**Passage:**
First off let me apologise for a failure to produce an update in a timely fashion. Natrually I have a great excuse; we were really busy! No, seriously, I had a catastrophic IT failure and my original laptop is no more, having passed on to silicon heaven. This was made more difficult by the lack of an Apple outlet in the south of the Province of Yukon (Marketing opportunity there) and we had to wait several weeks to get into a largish town before being able to remedy the issue. A lot of travelling has been undertaken and would be the subject of a vast blog that would no doubt bore everyone. Therefore this scribble intends to bridge the gap, inlcude some of the route, and, in a similar trait of the London buses, another will be undoubtedly be along shortly.

We are on route to Thunder Bay there was a sign advertising the longest foot suspension bridge in Canada. Knowing how much we both like heights (Not) we took a detour from the highway to have a look. We arrived in a non-descript car park, entered reception and paid the due toll to encounter said bridge. Unusually the reception also had us sign a disclaimer. That should have been a sign. A further sign should have been heeded as we walked in a designated direction to the, as yet unseen, bridge. As we turned a corner we bumped into, nearly literally, two middle aged, middle weight, ladies who were coming down a hill gasping for breath! “How far ‘til the end” one called out, “Just around the bend” I replied with an oncoming sense of foreboding. The path quickly steepened and continued for about half a mile before we came, huffing and puffing, to a small hut and the first, shorter, lower suspension bridge. Mandy was not overly impressed, it was long, wobbly and far, far above the canyon floor. Not showing any fear, but being terrified, led the way on to the bridge. I had a plan, I held onto the side, closed my eyes and just walked. Mandy clearly hadn’t thought of this as she squealed at every little sway of the timber underfoot. Amplified by our joint movement across the chasm.

We made it the other side and were confronted by two arrows. Down or second bridge. Mandy was ready to head back down but money had changed hands and we had committed to completing the mission, so right it was and another shorter trek up hill to the longer, higher and even more wobbly bridge. 

I ploughed straight into it and was halfway across before I realised I was alone. Mandy had elected to stay on the solid ground until I had cleared the bridge as she believed it would move less with just her on it, not a bad call. I did stop in the middle to take stock of the fantastic view and even managed a couple of one handed shots with the phone. This bridge was 600 feet long and on the other side there was an option of taking a zip wire all the way down the valley and back towards the start! Erm, no thanks. We both opted for the pleasant, if long, stroll back to the car park. It broke up the day nicely if not the most relaxing of pastimes. 

Thunder Bay. Now that is a name brings to my mind excitement and fast cars for some reason. Not really the case when we rolled into a fairly normal and spread out town in the rain. This was not helped by the fact that we had to undertake some pretty laborious tasks. Visit speedy glass (The windscreen is not repairable), get a new aerial (For music in the truck, our off-roading/camping had forcibly removed the current from the roof one leaving a hole for water to pour onto my clothes in the wardrobe!), repair hole in roof, get some laundry done and shop for food, beer and some fruit based alcohol for Mandy (Pink Gin!). We stayed in the Walmart car park that evening (Free WIFI). We had a look around the following day and a stroll down by the marina. There is a nice view of the Sleeping Giant, a peninsula (and National Park) into the bay that has the appearance of a giant man lying on his back in a relaxed position, just stargazing. (Note to self, should try that).

**Goal 1:**
Print the lines of the listing unchanged, starting at the line that contains "Tag one point on every instance of the concrete driveway" and running through the last line of the listing.
**Goal 2:**
Go on with the Thunder Bay travel account from the point where it stops.
The Thunder Bay travel account has no connection to the listing that comes after it.

[Excerpts from a location annotation dataset]
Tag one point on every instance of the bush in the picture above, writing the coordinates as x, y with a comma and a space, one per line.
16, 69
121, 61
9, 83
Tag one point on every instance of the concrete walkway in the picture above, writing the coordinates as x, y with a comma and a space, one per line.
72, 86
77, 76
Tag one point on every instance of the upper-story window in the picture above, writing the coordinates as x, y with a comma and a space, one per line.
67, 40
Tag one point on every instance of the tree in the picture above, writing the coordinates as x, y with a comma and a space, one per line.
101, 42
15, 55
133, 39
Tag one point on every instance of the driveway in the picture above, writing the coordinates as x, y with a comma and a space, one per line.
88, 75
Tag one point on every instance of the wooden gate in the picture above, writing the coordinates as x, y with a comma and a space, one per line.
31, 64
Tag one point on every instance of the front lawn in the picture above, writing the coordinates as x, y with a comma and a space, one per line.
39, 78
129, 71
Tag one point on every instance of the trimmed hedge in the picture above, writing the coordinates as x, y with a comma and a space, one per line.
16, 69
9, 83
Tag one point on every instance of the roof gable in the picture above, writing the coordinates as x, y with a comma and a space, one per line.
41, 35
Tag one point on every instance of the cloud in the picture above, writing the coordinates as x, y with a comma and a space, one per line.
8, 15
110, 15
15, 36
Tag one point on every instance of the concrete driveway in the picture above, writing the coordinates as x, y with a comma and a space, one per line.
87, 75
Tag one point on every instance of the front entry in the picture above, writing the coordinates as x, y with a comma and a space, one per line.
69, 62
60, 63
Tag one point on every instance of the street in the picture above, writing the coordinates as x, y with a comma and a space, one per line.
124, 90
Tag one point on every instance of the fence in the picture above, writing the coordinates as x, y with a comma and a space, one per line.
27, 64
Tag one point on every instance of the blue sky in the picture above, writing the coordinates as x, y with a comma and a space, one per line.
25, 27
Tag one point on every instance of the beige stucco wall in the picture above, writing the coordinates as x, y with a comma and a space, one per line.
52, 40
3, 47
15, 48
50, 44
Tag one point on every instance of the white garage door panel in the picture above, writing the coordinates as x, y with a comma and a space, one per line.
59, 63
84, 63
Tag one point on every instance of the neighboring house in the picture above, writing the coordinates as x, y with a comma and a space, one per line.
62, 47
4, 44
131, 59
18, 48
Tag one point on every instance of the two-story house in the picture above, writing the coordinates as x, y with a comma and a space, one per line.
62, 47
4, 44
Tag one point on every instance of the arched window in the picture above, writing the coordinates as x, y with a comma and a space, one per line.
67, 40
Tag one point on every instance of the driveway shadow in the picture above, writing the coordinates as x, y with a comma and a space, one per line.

**Response 1:**
Tag one point on every instance of the concrete driveway in the picture above, writing the coordinates as x, y with a comma and a space, one per line.
87, 75
Tag one point on every instance of the front entry in the picture above, writing the coordinates as x, y with a comma and a space, one per line.
69, 62
60, 63
Tag one point on every instance of the street in the picture above, writing the coordinates as x, y with a comma and a space, one per line.
124, 90
Tag one point on every instance of the fence in the picture above, writing the coordinates as x, y with a comma and a space, one per line.
27, 64
Tag one point on every instance of the blue sky in the picture above, writing the coordinates as x, y with a comma and a space, one per line.
25, 27
Tag one point on every instance of the beige stucco wall in the picture above, writing the coordinates as x, y with a comma and a space, one per line.
52, 40
3, 47
15, 48
50, 44
Tag one point on every instance of the white garage door panel in the picture above, writing the coordinates as x, y with a comma and a space, one per line.
59, 63
84, 63
Tag one point on every instance of the neighboring house in the picture above, writing the coordinates as x, y with a comma and a space, one per line.
62, 47
4, 44
131, 59
18, 48
Tag one point on every instance of the two-story house in the picture above, writing the coordinates as x, y with a comma and a space, one per line.
62, 47
4, 44
Tag one point on every instance of the arched window in the picture above, writing the coordinates as x, y with a comma and a space, one per line.
67, 40
Tag one point on every instance of the driveway shadow in the picture above, writing the coordinates as x, y with a comma and a space, one per line.

**Response 2:**
Borrowed from the net.

We left Thunder Bay and made tracks along Highway 17 that runs along the many lakes in the area and offers some picturesque views. A short distance out we came to Fort William, a historical site that dates from 1816 and relates to the early fur trade across Canada and the battles between the two dominant companies. It’s a strange place as the whole venue is in the 1816 character throughout and the staff/actors maintain the illusion as they go about their daily business. This business culminates in a gun battle in the afternoon where muskets and cannon are used to squash a rebellion. All very theatrical, but only very small numbers of the army turned out, which was handy because the attackers only numbered four, otherwise it could have been a massacre! 

There’s also the opportunity to take part in axe throwing and the health and safety fairies would have had seizure if they saw the setup! Mandy had a go and I made sure I was a long distance away, unlike the very foolish member of staff who I could hear shouting, face towards the target, not this way! Still nobody was badly injured, but we won’t be going back.

We left Fort William the following morning and headed to another local tourist attraction at Kakabeka Falls., not quite on the scale of Niagara but pretty impressive, none the less. Again, we managed to get a picture of the falls with the truck in the background. (I didn’t see any weight limits on the bridge and nobody shouted at us). 

From there we had identified an IOverlander spot that promised to be secluded, peaceful and wild camping right next to a lake and not far from the main road. We got there in good time and found a spot, that seemed to be far from civilisation, right on the secluded lake, and settled in, at one with nature. We had not been there long when I heard a commotion from the lake behind some bushes behind the truck. Investigating I met a guy in a quad type buggy circumnavigating the shore of the lake with six, 12 year old, young ladies on board, as you do. He stopped for a chat and it turns out they had a camp literally a five minute walk from where we were (far from civilisation!). Aaron, the guy, asked over for a beer later and why not. 

We ate and headed over to their “camp”. This turned out to be an area where he had a huge trailer (Caravan) permanently parked, with a timber constructed conservatory and porch. An outside seating area and giant fire pit. This overlooked the lake where his boat was moored at the end of a small pier, where the log fired sauna was also located. Close by was a timber cabin where the girls were staying, of course! Don’t do things by half. 

We had a great night with Aaron and his wife, Dawn, sitting, chatting and drinking around the fire with some homemade Blueberry Pie. After a couple of heavy days sightseeing it was a great to do some relaxing. Many thanks guys. 

Love these blue flames.

Heading towards Manitoba and the city of Winnipeg we came across another photo opportunity at the “Centre of Canada” marker board, next to the highway and just outside the city limits. Halfway across and it’s taken us about five weeks. You could do that in a fifth of that time, flat out, or equally in quadruple it, there is so much to see.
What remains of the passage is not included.